Pick each line containing the word "image" out of the data below.

++++ Excerpted records

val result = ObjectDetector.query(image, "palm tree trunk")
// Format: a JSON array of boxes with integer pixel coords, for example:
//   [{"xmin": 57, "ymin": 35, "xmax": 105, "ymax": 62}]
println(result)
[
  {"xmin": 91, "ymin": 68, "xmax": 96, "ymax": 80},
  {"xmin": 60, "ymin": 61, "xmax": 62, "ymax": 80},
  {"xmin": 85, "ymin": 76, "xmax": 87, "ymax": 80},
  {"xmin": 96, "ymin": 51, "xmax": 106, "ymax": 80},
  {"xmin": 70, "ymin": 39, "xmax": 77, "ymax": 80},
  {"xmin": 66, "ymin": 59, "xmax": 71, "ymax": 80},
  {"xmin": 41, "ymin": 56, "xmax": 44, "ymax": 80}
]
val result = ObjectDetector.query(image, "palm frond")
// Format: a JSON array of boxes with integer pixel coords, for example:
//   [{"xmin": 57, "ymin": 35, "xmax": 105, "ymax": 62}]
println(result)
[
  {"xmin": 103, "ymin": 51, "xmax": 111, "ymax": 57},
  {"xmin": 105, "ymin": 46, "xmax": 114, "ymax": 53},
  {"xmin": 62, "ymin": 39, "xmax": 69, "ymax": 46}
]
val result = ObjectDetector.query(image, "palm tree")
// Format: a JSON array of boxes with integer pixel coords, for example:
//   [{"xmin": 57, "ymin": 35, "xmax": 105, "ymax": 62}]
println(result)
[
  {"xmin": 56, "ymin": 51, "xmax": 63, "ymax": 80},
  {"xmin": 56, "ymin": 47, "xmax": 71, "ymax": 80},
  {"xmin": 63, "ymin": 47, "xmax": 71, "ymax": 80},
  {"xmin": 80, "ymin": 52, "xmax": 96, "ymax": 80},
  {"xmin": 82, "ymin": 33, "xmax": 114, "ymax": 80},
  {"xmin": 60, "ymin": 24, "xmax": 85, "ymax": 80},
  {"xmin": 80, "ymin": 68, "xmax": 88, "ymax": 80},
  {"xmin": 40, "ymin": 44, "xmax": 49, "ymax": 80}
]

++++++++

Answer to this task:
val result = ObjectDetector.query(image, "palm tree trunk")
val result = ObjectDetector.query(image, "palm frond")
val result = ObjectDetector.query(image, "palm tree")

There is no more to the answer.